**Collected data entries**:
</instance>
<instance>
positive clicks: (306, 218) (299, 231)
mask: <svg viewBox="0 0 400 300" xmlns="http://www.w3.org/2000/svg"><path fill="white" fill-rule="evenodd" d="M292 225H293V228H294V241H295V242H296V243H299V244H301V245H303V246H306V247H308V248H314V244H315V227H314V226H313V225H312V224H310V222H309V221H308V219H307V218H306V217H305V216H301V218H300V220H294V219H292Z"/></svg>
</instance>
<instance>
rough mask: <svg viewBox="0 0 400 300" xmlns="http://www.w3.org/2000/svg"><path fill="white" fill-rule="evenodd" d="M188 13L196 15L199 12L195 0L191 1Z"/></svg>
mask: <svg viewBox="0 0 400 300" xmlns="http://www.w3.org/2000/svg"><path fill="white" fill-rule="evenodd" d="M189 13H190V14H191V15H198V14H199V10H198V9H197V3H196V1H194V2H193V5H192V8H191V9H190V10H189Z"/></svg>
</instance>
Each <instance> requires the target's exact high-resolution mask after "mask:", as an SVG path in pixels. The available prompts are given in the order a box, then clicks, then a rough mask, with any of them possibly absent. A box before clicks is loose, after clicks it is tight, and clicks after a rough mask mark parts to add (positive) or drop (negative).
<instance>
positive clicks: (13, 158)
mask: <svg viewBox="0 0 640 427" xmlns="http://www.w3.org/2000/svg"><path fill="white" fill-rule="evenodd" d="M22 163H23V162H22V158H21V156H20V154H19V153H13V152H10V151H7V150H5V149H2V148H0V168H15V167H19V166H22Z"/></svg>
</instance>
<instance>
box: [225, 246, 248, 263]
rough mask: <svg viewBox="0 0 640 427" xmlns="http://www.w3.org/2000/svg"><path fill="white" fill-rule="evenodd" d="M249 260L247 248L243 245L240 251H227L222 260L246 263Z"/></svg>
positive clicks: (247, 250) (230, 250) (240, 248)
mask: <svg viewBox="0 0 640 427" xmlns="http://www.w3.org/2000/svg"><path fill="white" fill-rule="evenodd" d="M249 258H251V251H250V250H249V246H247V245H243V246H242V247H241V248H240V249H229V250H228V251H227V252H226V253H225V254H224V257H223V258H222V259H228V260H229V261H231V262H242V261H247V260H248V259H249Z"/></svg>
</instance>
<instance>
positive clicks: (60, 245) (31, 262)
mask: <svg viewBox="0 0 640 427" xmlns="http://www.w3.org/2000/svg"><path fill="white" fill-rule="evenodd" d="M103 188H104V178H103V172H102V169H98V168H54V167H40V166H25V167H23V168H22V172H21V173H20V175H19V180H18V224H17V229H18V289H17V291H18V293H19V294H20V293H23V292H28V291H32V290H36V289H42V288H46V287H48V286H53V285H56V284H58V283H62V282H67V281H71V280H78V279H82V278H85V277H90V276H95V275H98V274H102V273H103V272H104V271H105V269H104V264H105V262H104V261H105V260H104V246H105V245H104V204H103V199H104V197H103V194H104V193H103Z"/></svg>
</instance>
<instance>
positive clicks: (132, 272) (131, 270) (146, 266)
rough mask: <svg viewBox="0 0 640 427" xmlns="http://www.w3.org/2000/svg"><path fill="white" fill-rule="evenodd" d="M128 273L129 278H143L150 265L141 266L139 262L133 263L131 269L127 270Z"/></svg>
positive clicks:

**YOUR OBJECTIVE**:
Which lines in the data above contain the string "rule"? Report each of them in full.

**ANSWER AREA**:
mask: <svg viewBox="0 0 400 300" xmlns="http://www.w3.org/2000/svg"><path fill="white" fill-rule="evenodd" d="M292 225H293V228H294V241H295V242H296V243H299V244H301V245H303V246H306V247H308V248H314V244H315V227H314V226H313V225H312V224H310V222H309V221H308V219H307V218H306V217H305V216H301V218H300V220H294V219H292Z"/></svg>
rough mask: <svg viewBox="0 0 400 300" xmlns="http://www.w3.org/2000/svg"><path fill="white" fill-rule="evenodd" d="M188 13L196 15L199 12L195 0L191 1Z"/></svg>
mask: <svg viewBox="0 0 400 300" xmlns="http://www.w3.org/2000/svg"><path fill="white" fill-rule="evenodd" d="M189 13H190V14H191V15H198V14H199V10H198V9H197V3H196V1H194V2H193V5H192V8H191V9H190V10H189Z"/></svg>
mask: <svg viewBox="0 0 640 427" xmlns="http://www.w3.org/2000/svg"><path fill="white" fill-rule="evenodd" d="M22 163H23V162H22V158H21V156H20V154H19V153H13V152H10V151H7V150H5V149H2V148H0V168H15V167H19V166H22Z"/></svg>
rough mask: <svg viewBox="0 0 640 427" xmlns="http://www.w3.org/2000/svg"><path fill="white" fill-rule="evenodd" d="M249 260L247 248L243 245L240 251H227L222 260L246 263Z"/></svg>
mask: <svg viewBox="0 0 640 427" xmlns="http://www.w3.org/2000/svg"><path fill="white" fill-rule="evenodd" d="M249 258H251V251H250V250H249V246H247V245H243V246H242V247H241V248H240V249H229V250H228V251H227V252H226V253H225V254H224V257H223V258H222V259H228V260H229V261H231V262H242V261H247V260H248V259H249Z"/></svg>
mask: <svg viewBox="0 0 640 427" xmlns="http://www.w3.org/2000/svg"><path fill="white" fill-rule="evenodd" d="M103 188H104V178H103V172H102V169H98V168H54V167H40V166H25V167H23V168H22V172H21V173H20V175H19V180H18V224H17V229H18V289H17V291H18V293H19V294H20V293H23V292H28V291H32V290H36V289H42V288H46V287H48V286H53V285H56V284H58V283H62V282H67V281H71V280H78V279H82V278H85V277H90V276H95V275H98V274H102V273H103V272H104V271H105V269H104V264H105V262H104V261H105V260H104V246H105V245H104V204H103V199H104V197H103V194H104V193H103Z"/></svg>
rough mask: <svg viewBox="0 0 640 427" xmlns="http://www.w3.org/2000/svg"><path fill="white" fill-rule="evenodd" d="M128 273L129 278H143L150 265L141 266L139 262L133 263L131 269L127 270Z"/></svg>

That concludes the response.